■ **TASK TO CARRY OUT**
Could you pick up the article below about OCTA's night-owl bus riders and continue it from its final sentence?

■ **TEXT**
══════

Night-Owl Bus Riders Face the End of the Line

End of the Line
For some, OCTA’s soon-to-be-eviscerated night-owl bus service is a lifeline

On a bus heading north on Harbor Boulevard one drizzly December night past 1 a.m., Steve Woods is having the happiest ride of his life.

The ridership on Route 43 “night owl” bus always swells as it passes Disneyland. Tonight, there are barely more than half a dozen people in the coach, sitting on blue seats stamped with the logo of the Orange County Transportation Authority (OCTA)—two triangles suggesting a roadway stretching into the distance. In the back, a young couple cuddles, the woman’s heavy mascara blotched by tears and the man’s puffy-jacketed arm around her. In the front of the car, a white-haired man sleeps, his chin bobbing against his chest. And in the midsection, where two rows of seats face each another, Woods—heavyset in a hooded sweat shirt, untied sneakers and stained sweat pants—grins.

══════

■ **GIVEN DATA**
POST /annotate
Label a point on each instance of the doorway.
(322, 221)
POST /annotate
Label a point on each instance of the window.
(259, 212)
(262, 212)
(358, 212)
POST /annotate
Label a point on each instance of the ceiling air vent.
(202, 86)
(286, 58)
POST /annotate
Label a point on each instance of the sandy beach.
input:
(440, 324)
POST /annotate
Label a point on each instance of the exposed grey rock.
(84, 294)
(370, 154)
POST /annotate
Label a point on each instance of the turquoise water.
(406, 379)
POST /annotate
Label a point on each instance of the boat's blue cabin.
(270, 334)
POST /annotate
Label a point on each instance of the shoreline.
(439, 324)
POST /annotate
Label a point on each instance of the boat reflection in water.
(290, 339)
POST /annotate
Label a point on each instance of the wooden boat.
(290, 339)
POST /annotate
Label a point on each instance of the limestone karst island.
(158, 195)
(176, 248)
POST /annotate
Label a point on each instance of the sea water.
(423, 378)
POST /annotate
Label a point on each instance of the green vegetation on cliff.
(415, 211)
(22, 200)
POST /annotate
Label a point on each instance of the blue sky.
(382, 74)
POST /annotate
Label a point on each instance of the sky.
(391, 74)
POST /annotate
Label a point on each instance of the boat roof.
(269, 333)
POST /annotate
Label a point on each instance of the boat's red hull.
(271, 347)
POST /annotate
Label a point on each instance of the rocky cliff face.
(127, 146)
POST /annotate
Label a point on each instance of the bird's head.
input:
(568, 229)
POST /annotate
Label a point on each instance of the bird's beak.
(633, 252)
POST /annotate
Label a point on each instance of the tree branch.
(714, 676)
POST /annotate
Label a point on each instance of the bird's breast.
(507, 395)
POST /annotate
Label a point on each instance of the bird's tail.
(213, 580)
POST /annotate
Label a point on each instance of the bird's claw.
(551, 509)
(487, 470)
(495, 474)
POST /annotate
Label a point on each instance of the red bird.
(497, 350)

══════

■ **THE RESPONSE**
He’s finally going where he wants to go.

“I was running,” he says. “Now, no probation. No running. No warrants. It’s over.” His hands, their fingernails grown out to maybe half-an-inch long, chop the air for emphasis. He lets out a laugh that booms over the bus’s rattle, causing the sleeping man a few feet away to stir but not wake.

Earlier in the night, Woods was released from the county’s Central Jail in Santa Ana. He’d been there for three months after violating probation on a drug offense from 2006. After being let out, he visited a friend near the jail, and then he hopped on the 43 bus to get to Anaheim, where his wife and mother both live. He hasn’t yet told them he has been freed.

“It’s a happy surprise,” he says. “This is gonna be my Christmas year.”

His joy dims a little when told that within a few months, to save money, OCTA will stop running the 43 as well as the other three night-owl lines that run between roughly 1 a.m. and 4 a.m. For a moment, he looks a little indignant. “I love this bus,” he says. “The drivers are real nice.”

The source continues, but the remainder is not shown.